## Task details:
The records below must be retyped exactly.

## Records excerpted from a collection:
......
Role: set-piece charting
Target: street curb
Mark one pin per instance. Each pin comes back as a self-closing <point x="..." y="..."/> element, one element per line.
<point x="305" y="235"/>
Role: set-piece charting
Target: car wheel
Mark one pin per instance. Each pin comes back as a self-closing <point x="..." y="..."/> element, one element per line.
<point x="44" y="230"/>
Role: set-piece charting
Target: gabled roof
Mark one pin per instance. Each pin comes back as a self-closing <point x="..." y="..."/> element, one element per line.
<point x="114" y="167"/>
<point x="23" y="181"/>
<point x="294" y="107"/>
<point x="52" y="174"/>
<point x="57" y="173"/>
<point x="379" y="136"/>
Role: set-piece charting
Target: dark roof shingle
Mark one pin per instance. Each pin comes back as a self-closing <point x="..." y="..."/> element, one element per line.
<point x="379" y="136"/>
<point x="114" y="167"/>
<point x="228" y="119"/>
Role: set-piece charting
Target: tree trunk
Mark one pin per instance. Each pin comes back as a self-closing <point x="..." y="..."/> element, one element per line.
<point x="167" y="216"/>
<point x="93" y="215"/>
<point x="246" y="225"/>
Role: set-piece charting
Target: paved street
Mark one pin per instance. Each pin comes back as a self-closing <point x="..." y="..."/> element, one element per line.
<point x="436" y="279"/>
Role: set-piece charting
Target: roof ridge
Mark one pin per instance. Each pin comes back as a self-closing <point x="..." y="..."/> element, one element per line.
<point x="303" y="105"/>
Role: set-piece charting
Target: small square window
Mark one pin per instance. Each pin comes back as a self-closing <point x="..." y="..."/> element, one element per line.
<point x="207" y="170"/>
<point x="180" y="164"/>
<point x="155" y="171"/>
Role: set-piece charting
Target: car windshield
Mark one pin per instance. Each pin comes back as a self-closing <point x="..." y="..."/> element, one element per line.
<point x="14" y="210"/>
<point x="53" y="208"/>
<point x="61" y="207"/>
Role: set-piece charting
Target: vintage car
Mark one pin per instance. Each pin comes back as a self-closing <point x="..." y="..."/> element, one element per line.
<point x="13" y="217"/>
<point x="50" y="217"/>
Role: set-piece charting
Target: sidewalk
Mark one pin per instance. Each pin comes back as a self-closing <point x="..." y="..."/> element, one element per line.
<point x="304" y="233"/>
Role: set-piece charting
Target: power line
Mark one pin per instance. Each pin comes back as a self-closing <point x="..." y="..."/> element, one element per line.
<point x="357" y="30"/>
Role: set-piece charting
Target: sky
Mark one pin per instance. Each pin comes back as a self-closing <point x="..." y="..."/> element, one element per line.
......
## Finished task:
Role: set-piece charting
Target: street curb
Mark one pin per instance. Each pin comes back as a self-closing <point x="..." y="..."/> element, one element per line.
<point x="305" y="235"/>
Role: set-piece charting
Target: car wheel
Mark one pin per instance. Each pin comes back as a self-closing <point x="..." y="..."/> element, one element per line.
<point x="44" y="230"/>
Role: set-piece charting
Target: gabled roof
Mark one pin per instance. Each pin comes back as a self-closing <point x="..." y="..."/> element, one element per line.
<point x="114" y="167"/>
<point x="23" y="181"/>
<point x="294" y="107"/>
<point x="52" y="174"/>
<point x="57" y="173"/>
<point x="379" y="136"/>
Role: set-piece charting
Target: dark roof shingle
Mark one pin per instance. Each pin comes back as a self-closing <point x="..." y="..."/> element, one element per line.
<point x="379" y="136"/>
<point x="114" y="167"/>
<point x="228" y="119"/>
Role: set-piece charting
Target: tree trunk
Mark one pin per instance. Each pin comes back as a self-closing <point x="..." y="..."/> element, one element per line.
<point x="167" y="216"/>
<point x="93" y="215"/>
<point x="246" y="225"/>
Role: set-piece charting
Target: paved street
Mark one pin per instance. Each pin comes back as a self-closing <point x="..." y="..."/> element, one element per line.
<point x="436" y="279"/>
Role: set-piece charting
Target: roof ridge
Mark one pin per instance. Each pin comes back as a self-closing <point x="..." y="..."/> element, one element per line.
<point x="303" y="105"/>
Role: set-piece charting
Target: small square window
Mark one pin per instance. Each pin comes back as a self-closing <point x="..." y="..."/> element, one element per line.
<point x="207" y="170"/>
<point x="180" y="164"/>
<point x="155" y="171"/>
Role: set-piece charting
Target: car windshield
Mark one pin per instance. Each pin comes back as a self-closing <point x="..." y="..."/> element, one element per line.
<point x="14" y="210"/>
<point x="53" y="208"/>
<point x="61" y="207"/>
Role: set-piece charting
Target: vintage car
Mark one pin per instance. Each pin comes back as a self-closing <point x="..." y="..."/> element, one element per line.
<point x="13" y="217"/>
<point x="50" y="217"/>
Role: set-piece charting
Target: sidewalk
Mark one pin per instance. Each pin comes back as a self-closing <point x="..." y="..."/> element, one element per line.
<point x="304" y="233"/>
Role: set-piece charting
Target: power line
Mark one pin per instance. Each pin comes back as a self-closing <point x="..." y="..."/> element, one element per line.
<point x="357" y="30"/>
Role: set-piece charting
Target: sky
Mark one pin per instance. Each pin comes back as a self-closing <point x="..." y="..."/> element, one element per line.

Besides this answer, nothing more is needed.